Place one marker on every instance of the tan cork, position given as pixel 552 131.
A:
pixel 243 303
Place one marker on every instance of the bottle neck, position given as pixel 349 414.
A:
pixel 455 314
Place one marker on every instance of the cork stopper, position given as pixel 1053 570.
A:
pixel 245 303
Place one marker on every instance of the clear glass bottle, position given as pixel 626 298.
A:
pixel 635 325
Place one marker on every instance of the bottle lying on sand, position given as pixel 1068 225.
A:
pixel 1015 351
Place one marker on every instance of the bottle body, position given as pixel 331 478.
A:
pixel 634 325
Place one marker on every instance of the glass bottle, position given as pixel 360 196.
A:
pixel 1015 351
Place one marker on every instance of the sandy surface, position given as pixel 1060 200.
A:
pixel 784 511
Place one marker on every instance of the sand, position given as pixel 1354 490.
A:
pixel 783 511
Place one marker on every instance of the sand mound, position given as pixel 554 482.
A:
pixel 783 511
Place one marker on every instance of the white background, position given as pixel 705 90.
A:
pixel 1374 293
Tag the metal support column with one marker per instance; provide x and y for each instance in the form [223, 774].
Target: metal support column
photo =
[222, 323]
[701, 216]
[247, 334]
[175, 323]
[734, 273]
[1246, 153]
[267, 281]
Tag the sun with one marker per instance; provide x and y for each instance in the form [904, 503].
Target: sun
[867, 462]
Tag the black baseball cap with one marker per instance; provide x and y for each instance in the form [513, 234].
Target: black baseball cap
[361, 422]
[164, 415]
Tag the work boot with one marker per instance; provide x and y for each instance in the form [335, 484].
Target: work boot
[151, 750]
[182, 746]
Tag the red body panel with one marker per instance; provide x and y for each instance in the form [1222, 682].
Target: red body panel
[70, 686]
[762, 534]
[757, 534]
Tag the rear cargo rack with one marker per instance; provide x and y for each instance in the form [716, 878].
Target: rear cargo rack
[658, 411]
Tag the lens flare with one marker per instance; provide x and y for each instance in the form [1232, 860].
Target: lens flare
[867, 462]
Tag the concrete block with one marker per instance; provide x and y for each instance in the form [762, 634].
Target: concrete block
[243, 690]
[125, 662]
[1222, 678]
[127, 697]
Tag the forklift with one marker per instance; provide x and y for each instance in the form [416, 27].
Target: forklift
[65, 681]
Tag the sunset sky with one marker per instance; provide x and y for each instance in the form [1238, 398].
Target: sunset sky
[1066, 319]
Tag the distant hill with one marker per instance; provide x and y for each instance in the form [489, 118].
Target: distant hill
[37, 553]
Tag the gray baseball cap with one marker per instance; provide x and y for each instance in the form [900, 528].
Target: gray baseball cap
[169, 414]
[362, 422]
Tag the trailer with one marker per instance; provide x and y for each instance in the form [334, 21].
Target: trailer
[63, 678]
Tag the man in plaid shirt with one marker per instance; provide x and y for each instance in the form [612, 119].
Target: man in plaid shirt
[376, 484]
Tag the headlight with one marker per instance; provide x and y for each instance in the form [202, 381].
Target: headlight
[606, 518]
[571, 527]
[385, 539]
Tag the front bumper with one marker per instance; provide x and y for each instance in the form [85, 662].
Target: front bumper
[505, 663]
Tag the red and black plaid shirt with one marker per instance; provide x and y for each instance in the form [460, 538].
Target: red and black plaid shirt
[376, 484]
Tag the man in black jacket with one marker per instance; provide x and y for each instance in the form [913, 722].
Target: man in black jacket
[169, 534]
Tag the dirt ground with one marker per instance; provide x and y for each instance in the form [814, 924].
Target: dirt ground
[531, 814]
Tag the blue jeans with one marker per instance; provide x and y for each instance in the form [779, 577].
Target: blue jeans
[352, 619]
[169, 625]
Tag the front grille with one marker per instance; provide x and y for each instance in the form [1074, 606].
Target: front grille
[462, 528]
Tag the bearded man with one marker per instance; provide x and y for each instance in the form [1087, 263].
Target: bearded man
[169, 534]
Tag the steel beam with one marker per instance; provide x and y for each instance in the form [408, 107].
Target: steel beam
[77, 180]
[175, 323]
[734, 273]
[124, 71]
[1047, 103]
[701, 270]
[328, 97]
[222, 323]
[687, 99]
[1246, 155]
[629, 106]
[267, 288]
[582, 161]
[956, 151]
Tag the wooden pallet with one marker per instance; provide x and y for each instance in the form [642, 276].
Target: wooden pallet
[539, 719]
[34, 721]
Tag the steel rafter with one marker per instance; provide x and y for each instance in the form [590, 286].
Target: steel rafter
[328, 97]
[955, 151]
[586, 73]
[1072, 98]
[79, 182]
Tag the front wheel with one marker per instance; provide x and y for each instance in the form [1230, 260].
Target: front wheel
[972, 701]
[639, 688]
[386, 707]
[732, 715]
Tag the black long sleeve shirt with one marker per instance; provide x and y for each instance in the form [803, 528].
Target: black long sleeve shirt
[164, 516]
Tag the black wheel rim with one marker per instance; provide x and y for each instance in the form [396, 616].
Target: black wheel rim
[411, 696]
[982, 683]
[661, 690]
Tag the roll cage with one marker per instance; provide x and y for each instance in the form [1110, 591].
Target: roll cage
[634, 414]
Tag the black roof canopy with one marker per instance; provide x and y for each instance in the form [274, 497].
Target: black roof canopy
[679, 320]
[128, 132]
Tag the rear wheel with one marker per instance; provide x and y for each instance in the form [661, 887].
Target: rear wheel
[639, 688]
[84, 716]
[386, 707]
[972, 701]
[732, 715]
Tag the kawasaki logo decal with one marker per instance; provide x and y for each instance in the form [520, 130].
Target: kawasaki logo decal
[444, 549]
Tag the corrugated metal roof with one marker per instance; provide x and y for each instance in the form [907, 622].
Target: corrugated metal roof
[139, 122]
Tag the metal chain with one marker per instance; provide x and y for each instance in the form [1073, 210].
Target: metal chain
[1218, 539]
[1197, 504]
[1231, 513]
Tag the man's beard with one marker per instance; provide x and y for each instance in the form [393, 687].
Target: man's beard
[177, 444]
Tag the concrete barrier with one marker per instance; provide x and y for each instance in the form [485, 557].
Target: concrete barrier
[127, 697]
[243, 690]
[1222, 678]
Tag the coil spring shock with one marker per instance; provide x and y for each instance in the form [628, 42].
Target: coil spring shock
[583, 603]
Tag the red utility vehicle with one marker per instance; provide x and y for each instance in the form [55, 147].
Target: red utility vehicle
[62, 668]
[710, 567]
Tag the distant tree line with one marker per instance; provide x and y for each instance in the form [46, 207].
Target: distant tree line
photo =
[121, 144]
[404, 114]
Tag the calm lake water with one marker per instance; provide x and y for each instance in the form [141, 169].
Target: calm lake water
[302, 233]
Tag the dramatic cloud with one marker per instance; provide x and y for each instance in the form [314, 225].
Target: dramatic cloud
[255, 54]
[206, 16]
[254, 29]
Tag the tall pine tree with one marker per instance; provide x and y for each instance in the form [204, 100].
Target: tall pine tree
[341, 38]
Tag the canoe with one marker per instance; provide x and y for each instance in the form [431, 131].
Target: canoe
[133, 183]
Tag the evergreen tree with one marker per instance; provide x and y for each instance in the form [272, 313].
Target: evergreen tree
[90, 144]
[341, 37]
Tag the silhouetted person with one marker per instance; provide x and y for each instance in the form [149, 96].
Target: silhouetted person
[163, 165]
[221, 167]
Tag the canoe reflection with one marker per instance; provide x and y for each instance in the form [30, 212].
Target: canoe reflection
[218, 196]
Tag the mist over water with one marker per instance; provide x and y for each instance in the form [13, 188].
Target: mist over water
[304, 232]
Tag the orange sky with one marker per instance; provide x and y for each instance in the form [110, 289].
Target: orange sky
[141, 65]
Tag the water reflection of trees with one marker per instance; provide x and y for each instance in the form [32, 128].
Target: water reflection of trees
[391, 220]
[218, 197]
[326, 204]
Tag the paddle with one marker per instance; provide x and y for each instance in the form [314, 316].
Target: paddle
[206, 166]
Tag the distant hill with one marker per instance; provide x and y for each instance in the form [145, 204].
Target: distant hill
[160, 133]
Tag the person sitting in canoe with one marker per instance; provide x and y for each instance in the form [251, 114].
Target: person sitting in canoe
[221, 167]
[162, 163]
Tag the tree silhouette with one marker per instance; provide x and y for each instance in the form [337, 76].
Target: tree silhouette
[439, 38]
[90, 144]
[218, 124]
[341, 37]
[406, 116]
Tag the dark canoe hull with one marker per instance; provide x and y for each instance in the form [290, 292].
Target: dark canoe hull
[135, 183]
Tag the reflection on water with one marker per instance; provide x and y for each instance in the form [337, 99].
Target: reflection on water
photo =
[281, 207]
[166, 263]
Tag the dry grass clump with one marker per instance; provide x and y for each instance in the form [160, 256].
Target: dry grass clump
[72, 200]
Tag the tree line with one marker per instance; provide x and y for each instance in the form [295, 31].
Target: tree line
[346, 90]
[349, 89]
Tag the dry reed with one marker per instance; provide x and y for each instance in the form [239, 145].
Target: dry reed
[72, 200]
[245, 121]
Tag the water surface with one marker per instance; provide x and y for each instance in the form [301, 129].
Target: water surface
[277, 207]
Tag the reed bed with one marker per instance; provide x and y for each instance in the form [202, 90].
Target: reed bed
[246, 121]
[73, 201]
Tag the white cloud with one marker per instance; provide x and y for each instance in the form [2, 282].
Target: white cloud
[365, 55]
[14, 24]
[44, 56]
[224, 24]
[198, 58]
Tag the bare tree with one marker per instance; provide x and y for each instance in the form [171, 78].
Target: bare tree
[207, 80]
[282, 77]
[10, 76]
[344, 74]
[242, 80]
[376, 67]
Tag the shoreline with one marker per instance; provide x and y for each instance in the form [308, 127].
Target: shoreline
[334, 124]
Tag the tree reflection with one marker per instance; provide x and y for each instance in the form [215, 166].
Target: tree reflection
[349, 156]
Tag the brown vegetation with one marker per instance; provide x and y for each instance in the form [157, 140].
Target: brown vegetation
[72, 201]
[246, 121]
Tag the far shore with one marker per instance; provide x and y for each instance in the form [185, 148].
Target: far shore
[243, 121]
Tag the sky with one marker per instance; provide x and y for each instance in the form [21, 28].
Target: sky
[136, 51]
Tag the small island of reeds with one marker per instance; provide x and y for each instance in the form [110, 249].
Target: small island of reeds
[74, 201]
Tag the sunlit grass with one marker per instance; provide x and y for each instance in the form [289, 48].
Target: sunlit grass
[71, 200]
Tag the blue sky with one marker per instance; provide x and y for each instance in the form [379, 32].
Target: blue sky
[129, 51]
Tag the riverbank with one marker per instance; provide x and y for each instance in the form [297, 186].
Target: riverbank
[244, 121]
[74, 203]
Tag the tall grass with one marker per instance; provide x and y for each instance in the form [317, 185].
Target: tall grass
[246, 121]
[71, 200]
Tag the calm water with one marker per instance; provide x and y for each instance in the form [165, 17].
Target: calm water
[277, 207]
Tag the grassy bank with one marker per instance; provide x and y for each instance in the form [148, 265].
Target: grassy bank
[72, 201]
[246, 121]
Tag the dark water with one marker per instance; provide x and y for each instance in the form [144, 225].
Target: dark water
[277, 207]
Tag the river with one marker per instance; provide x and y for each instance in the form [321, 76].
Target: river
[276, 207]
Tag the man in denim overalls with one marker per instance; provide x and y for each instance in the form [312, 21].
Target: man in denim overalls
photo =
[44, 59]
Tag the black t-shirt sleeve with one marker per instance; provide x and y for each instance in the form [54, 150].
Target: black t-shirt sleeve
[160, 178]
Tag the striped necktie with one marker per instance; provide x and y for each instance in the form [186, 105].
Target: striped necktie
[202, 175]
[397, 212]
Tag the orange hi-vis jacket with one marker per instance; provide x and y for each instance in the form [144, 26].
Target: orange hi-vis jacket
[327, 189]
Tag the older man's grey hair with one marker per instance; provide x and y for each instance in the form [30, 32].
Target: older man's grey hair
=======
▸ About this task
Of the lines above, output exactly those from the line bearing "Target: concrete barrier" through the line bearing "Target: distant tree line", inclusive.

▸ Solution for this exercise
Target: concrete barrier
[127, 697]
[243, 690]
[1222, 678]
Tag the coil spring shock with one marker per instance; provide x and y for each instance in the form [628, 42].
Target: coil spring shock
[583, 603]
Tag the red utility vehicle with one marker per instance; provide x and y for each instance in the form [55, 147].
Target: red utility vehicle
[62, 668]
[710, 567]
Tag the distant tree line with one marker per instance; provide x and y for each instance in the form [46, 207].
Target: distant tree line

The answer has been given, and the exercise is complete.